#### WORK REQUIRED:
Please show each line below that contains the string "Find", copied in full. Case counts when matching.

#### GIVEN DATA:
==================================================
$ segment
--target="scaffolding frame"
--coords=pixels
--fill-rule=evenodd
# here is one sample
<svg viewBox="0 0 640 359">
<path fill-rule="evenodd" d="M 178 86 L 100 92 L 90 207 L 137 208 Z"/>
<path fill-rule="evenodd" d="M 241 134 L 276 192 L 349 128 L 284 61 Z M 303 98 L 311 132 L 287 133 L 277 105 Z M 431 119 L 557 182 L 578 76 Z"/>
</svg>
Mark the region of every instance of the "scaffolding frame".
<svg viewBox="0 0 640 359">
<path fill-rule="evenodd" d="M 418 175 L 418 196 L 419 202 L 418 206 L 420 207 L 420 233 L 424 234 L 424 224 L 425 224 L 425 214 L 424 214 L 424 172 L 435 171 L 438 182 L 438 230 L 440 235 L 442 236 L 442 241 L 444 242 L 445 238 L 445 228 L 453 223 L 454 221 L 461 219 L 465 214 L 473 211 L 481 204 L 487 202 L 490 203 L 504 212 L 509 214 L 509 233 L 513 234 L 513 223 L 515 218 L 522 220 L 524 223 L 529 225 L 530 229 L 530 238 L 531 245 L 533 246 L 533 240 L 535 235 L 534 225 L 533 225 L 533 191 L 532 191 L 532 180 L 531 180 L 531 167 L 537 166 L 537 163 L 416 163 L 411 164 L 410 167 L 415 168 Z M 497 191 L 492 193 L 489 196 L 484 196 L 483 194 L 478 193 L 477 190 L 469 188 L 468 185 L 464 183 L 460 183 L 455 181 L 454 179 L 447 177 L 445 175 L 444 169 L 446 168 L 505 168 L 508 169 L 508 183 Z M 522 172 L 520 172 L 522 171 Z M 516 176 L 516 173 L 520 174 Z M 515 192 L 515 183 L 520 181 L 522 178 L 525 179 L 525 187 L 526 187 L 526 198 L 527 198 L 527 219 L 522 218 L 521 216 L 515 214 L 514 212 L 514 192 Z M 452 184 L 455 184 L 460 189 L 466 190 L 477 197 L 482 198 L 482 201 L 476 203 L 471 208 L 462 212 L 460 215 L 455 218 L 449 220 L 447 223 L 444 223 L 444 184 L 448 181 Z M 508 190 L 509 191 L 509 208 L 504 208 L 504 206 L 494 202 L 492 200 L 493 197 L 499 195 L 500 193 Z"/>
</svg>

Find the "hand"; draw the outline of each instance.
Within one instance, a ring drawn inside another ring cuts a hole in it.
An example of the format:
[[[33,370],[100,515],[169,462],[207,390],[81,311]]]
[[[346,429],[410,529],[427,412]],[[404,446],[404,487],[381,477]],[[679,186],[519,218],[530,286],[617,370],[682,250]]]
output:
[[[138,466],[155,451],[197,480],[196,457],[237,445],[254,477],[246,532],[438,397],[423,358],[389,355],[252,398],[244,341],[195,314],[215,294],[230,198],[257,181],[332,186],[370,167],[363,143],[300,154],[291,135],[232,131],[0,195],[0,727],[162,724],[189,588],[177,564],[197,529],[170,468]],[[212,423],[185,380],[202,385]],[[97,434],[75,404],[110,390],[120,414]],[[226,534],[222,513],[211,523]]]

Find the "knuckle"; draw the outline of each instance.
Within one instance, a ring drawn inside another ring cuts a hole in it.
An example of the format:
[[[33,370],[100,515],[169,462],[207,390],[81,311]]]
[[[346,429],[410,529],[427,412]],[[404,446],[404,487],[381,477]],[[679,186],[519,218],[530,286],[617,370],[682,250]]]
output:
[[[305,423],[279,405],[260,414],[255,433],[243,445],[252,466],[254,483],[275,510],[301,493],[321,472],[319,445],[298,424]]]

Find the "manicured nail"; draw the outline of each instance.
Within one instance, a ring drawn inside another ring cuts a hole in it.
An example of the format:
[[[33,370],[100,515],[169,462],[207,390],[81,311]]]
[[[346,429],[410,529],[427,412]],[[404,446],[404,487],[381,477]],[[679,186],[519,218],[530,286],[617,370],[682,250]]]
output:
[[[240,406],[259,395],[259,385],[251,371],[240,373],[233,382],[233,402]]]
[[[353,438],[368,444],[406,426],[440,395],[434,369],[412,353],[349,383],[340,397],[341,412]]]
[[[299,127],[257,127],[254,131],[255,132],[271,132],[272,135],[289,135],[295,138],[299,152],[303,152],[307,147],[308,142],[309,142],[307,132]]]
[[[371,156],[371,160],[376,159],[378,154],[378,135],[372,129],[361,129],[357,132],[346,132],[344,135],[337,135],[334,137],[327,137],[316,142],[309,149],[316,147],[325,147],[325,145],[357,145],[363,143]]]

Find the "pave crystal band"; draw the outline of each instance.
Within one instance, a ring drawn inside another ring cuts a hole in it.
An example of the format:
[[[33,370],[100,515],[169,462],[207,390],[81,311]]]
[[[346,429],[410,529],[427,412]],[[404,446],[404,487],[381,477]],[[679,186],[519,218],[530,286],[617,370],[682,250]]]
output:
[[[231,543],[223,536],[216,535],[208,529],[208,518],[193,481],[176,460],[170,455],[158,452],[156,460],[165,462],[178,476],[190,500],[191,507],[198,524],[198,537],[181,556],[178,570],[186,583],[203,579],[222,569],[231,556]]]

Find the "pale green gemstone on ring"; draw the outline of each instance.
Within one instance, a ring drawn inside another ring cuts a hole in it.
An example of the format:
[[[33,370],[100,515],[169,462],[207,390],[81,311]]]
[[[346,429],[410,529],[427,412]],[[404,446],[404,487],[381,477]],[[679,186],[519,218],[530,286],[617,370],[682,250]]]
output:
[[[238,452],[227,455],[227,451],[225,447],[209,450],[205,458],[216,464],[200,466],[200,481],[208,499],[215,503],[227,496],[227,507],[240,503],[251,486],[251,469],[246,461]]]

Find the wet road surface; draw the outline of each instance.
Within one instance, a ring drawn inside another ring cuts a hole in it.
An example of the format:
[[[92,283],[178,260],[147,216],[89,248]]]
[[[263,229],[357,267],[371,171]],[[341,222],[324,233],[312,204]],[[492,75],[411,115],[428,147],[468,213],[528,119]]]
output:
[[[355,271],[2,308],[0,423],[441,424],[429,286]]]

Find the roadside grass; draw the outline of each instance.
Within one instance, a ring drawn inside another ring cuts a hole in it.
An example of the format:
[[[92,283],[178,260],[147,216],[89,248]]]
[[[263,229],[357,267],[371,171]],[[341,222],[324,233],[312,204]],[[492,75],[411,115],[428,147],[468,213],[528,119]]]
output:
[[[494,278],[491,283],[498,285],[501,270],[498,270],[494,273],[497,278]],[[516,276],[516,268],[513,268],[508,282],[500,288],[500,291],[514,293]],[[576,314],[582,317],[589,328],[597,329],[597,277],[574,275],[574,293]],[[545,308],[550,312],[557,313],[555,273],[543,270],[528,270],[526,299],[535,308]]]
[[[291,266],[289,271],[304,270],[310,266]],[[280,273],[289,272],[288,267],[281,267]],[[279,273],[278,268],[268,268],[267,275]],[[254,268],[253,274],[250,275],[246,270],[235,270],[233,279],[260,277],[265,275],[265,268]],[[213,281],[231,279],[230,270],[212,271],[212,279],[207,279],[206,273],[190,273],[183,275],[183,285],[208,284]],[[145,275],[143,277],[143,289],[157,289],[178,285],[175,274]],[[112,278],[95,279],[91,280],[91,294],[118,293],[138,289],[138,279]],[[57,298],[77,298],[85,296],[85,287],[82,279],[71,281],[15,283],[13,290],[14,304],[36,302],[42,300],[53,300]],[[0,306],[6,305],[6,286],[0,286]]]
==================================================
#### FINAL RESULT:
Find the "hand"; draw the outline of each instance.
Find the "knuckle"; draw the outline of each instance.
Find the "manicured nail"; draw the outline of each instance.
Find the "pave crystal band"; draw the outline of each instance.
Find the "pale green gemstone on ring"; draw the outline of each instance.
Find the wet road surface; draw the outline of each instance.
Find the roadside grass; draw the outline of each instance.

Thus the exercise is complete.